**Required work:** Return only the lines starting at the line that contains "Pest-scouting request: tag the tipsport" and ending with the final line of the listing; include both endpoints.

**Excerpted data:**
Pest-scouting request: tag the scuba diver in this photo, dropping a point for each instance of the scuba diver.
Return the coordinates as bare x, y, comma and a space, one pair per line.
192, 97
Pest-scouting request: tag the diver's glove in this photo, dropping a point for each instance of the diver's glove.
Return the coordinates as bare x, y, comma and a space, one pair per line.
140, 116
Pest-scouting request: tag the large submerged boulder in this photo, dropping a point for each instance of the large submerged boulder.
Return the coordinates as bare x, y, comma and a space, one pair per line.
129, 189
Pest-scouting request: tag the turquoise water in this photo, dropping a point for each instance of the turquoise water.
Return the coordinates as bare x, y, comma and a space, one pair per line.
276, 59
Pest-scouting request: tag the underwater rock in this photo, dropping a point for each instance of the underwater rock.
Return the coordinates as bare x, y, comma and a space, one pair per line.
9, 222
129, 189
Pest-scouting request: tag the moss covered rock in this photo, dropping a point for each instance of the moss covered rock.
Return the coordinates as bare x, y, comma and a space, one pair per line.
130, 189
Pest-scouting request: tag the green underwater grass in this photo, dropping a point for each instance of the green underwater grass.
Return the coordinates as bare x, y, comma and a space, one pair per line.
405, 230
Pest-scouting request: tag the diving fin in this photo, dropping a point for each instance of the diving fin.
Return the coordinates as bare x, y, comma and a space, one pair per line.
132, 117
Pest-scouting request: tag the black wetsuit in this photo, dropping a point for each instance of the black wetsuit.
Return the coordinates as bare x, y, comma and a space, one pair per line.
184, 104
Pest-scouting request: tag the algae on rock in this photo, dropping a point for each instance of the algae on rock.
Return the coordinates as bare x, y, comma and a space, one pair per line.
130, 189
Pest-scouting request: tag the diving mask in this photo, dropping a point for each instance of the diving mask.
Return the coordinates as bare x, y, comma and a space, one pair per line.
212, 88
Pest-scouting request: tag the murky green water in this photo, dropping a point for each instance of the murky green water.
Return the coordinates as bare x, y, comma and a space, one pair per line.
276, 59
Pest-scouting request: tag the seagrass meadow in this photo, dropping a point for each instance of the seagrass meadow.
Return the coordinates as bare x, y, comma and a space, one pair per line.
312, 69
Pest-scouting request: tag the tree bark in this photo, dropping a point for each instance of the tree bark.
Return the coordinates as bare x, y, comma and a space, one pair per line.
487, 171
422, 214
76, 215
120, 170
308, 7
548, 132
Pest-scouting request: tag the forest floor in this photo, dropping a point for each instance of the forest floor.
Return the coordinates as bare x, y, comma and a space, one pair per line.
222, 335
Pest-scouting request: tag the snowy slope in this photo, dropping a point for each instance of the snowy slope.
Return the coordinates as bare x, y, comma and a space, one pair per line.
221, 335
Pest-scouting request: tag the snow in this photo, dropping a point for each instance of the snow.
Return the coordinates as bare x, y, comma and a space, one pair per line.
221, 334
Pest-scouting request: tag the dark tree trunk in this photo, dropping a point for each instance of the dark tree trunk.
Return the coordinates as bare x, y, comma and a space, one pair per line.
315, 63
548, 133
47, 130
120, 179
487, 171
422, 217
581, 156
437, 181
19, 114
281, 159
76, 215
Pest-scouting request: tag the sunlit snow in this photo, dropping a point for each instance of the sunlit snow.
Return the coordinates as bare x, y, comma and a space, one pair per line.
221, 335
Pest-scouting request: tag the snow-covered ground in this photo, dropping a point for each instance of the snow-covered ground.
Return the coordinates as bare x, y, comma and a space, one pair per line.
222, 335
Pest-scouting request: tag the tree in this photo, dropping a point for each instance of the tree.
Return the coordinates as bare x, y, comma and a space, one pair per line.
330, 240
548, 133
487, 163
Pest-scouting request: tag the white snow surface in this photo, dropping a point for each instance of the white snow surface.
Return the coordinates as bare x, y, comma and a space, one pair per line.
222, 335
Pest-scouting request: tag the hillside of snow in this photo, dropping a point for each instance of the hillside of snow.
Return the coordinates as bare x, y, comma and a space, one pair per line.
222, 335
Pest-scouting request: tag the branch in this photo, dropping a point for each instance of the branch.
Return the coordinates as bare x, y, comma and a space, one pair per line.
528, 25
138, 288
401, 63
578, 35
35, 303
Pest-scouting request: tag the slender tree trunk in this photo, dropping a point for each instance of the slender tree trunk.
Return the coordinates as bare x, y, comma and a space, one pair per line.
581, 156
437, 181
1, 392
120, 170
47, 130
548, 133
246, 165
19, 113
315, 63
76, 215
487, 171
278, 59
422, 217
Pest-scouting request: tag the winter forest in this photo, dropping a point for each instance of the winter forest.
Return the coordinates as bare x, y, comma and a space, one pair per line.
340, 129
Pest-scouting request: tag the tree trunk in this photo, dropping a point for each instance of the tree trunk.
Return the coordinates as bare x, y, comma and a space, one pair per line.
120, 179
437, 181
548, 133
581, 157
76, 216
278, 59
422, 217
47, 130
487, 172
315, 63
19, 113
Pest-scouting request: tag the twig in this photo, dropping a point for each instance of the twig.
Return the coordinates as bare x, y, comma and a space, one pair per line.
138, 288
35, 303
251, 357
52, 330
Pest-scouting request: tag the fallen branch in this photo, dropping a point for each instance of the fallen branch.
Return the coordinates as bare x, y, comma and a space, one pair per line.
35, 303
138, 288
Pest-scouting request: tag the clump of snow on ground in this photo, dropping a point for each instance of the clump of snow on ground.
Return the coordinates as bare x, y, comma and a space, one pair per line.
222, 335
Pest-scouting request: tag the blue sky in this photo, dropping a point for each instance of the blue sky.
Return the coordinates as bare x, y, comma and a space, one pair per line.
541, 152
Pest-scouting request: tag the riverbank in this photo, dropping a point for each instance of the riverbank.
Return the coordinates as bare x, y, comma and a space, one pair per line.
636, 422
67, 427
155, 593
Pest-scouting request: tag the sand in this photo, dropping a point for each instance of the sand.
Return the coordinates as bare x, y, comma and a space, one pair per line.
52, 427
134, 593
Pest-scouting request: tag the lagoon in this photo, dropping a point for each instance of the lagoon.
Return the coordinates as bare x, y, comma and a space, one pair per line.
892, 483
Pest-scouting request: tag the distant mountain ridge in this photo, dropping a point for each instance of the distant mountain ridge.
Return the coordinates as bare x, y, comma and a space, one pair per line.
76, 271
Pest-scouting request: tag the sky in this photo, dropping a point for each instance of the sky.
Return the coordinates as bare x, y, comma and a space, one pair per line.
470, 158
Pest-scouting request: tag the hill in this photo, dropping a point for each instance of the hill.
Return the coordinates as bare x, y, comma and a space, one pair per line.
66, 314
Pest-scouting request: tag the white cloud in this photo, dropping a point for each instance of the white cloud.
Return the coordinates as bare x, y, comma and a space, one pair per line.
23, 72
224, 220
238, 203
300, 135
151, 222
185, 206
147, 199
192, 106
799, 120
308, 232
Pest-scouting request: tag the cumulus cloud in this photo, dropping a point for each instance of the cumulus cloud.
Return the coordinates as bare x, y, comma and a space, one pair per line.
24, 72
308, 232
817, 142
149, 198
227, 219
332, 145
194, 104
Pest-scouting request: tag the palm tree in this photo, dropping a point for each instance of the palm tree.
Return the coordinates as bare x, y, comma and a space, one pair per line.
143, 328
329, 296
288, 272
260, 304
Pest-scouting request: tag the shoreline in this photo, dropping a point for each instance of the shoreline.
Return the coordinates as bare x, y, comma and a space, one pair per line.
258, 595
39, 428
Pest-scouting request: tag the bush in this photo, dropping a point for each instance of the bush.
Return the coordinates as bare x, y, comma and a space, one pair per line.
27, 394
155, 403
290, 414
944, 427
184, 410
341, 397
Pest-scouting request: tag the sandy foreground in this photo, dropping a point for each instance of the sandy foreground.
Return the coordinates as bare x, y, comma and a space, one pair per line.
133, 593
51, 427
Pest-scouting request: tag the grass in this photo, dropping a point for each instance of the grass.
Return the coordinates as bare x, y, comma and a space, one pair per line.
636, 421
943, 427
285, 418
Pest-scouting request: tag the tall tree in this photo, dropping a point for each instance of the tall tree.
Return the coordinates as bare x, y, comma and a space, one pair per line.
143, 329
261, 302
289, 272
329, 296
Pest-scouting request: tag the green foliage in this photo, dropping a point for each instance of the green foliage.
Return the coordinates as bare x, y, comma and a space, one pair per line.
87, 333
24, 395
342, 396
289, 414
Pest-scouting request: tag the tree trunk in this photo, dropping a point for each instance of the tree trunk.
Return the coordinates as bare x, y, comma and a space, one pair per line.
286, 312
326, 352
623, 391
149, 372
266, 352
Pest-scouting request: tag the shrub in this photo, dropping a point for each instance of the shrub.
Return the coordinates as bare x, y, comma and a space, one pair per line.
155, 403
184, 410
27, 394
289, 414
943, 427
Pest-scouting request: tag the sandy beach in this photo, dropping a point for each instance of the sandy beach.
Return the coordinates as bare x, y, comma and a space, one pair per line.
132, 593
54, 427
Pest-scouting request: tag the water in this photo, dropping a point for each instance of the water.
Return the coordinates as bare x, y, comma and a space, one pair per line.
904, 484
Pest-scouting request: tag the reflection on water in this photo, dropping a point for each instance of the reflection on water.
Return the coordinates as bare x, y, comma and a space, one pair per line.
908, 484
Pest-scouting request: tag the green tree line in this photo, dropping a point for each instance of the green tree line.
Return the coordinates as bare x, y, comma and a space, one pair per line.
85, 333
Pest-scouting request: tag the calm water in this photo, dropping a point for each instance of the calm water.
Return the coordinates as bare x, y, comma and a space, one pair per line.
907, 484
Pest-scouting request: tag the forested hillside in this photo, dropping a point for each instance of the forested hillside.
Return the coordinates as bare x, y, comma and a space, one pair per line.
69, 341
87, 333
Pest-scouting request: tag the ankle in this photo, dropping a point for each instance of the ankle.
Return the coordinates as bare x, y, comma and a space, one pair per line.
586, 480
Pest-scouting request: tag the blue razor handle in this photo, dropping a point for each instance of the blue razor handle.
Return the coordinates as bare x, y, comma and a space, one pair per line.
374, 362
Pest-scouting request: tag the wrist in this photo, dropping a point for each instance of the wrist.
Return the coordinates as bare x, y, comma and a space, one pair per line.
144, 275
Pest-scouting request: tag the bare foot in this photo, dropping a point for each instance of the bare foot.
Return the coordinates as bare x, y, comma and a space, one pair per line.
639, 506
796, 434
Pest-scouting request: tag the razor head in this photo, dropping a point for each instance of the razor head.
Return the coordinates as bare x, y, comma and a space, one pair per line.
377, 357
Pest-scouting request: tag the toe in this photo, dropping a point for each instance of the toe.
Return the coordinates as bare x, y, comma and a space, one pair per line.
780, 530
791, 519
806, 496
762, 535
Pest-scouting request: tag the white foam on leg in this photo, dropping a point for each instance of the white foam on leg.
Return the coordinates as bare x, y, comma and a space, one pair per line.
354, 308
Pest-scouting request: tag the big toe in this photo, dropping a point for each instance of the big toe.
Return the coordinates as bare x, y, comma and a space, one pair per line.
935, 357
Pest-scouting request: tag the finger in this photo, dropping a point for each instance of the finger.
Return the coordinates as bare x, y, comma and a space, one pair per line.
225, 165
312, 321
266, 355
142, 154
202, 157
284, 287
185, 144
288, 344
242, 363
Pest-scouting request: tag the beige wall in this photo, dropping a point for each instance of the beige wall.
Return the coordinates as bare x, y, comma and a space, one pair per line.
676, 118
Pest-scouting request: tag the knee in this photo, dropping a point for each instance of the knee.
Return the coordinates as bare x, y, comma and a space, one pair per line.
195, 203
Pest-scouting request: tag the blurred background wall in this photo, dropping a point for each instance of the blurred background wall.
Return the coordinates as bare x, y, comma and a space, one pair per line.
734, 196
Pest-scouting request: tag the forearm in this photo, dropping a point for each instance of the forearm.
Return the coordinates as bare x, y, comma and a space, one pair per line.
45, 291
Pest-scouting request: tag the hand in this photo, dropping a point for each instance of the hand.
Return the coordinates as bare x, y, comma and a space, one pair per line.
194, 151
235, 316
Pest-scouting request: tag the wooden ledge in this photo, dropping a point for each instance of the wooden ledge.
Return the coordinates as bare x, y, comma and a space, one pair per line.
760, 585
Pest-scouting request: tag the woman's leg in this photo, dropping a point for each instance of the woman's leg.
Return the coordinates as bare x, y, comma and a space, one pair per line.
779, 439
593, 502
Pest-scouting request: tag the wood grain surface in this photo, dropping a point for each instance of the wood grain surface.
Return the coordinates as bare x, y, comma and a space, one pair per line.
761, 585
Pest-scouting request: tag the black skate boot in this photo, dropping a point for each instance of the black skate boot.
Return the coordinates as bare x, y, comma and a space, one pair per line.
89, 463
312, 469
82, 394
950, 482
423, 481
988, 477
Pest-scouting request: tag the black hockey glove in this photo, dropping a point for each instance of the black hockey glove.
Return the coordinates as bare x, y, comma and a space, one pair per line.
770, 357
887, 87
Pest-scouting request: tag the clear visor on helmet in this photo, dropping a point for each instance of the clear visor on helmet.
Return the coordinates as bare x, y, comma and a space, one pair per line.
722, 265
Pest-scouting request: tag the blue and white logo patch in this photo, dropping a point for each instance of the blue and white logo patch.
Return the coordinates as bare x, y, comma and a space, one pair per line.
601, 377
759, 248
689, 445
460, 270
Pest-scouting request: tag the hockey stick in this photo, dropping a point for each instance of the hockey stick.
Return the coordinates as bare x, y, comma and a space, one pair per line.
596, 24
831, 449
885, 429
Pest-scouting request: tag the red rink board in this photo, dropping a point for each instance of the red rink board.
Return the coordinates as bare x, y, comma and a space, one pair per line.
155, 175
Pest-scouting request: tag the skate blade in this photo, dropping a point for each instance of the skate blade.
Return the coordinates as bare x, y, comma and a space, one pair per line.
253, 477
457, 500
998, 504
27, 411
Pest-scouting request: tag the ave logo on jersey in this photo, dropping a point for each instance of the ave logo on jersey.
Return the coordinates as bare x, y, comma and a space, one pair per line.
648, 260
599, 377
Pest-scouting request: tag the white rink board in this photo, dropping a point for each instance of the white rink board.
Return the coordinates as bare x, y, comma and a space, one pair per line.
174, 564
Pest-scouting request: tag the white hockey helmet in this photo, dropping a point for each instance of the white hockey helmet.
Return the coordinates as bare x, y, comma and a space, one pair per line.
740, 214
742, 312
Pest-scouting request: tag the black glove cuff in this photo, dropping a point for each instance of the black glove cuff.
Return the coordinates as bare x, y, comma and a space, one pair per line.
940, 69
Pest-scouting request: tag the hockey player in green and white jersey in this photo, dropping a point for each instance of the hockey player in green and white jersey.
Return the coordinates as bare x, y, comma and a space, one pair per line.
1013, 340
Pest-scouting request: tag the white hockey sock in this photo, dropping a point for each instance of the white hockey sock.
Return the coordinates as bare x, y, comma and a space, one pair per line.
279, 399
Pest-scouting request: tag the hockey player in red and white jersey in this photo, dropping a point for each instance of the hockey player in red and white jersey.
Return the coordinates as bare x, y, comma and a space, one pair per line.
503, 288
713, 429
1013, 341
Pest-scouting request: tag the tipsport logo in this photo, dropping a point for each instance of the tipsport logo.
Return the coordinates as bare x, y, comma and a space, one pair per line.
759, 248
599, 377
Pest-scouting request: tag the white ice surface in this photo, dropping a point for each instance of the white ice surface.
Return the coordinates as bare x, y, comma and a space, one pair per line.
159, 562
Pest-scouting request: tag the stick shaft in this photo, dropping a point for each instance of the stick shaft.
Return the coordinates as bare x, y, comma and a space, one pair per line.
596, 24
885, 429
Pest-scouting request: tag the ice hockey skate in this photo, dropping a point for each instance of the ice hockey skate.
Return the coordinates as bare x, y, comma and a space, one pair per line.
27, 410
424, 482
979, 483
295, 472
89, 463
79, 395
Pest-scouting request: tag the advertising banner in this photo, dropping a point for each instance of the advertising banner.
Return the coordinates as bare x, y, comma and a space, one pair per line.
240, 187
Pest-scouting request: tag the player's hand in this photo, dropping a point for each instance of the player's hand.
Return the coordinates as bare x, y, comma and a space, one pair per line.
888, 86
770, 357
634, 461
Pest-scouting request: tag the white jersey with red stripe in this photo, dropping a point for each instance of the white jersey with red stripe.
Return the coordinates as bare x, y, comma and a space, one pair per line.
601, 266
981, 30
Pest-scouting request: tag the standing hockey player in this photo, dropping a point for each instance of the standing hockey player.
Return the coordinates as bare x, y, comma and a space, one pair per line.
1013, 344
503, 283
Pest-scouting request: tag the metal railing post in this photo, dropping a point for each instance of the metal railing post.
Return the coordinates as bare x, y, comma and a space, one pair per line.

**Solution to the exercise:**
Pest-scouting request: tag the tipsport logo in this photo, dropping a point for each instance of the tipsport logo.
Return the coordinates as bare x, y, comma and a space, one pair per line.
759, 248
599, 377
Pest-scouting request: tag the white ice surface in this photo, dropping a point for each instance of the white ice surface.
Return the coordinates as bare x, y, comma and a space, one pair per line.
159, 562
Pest-scouting request: tag the stick shaft in this photo, dropping a point for each instance of the stick shaft.
Return the coordinates as bare x, y, comma and a space, one pair per line.
596, 24
885, 429
Pest-scouting request: tag the ice hockey skate in this photo, dropping a point for each instance of the ice hockey skate.
Return the coordinates as bare x, y, comma and a space, one pair per line.
27, 410
424, 482
979, 483
295, 472
89, 463
79, 395
Pest-scouting request: tag the advertising banner in this photo, dropping a point for each instance of the advertising banner.
Return the coordinates as bare x, y, comma and a space, one pair per line.
240, 187
Pest-scouting request: tag the player's hand in this photo, dropping a point for each instance of the player's hand.
Return the coordinates as bare x, y, comma and a space, one pair per line.
888, 86
770, 357
634, 461
Pest-scouting request: tag the white jersey with red stripe in this photo, dropping a point for each instance of the white jersey with red stripe.
Return the coordinates as bare x, y, comma and a space, one pair per line.
601, 266
981, 30
Pest-scouting request: tag the standing hockey player in this photo, dropping a point for each instance of the standing hockey player.
Return the coordinates as bare x, y, comma and a space, one pair per line.
1013, 344
503, 283
Pest-scouting request: tag the metal railing post in this photo, dropping a point for each instance of the metal railing post.
Return the coordinates as bare x, y, comma and a space, one pair per line.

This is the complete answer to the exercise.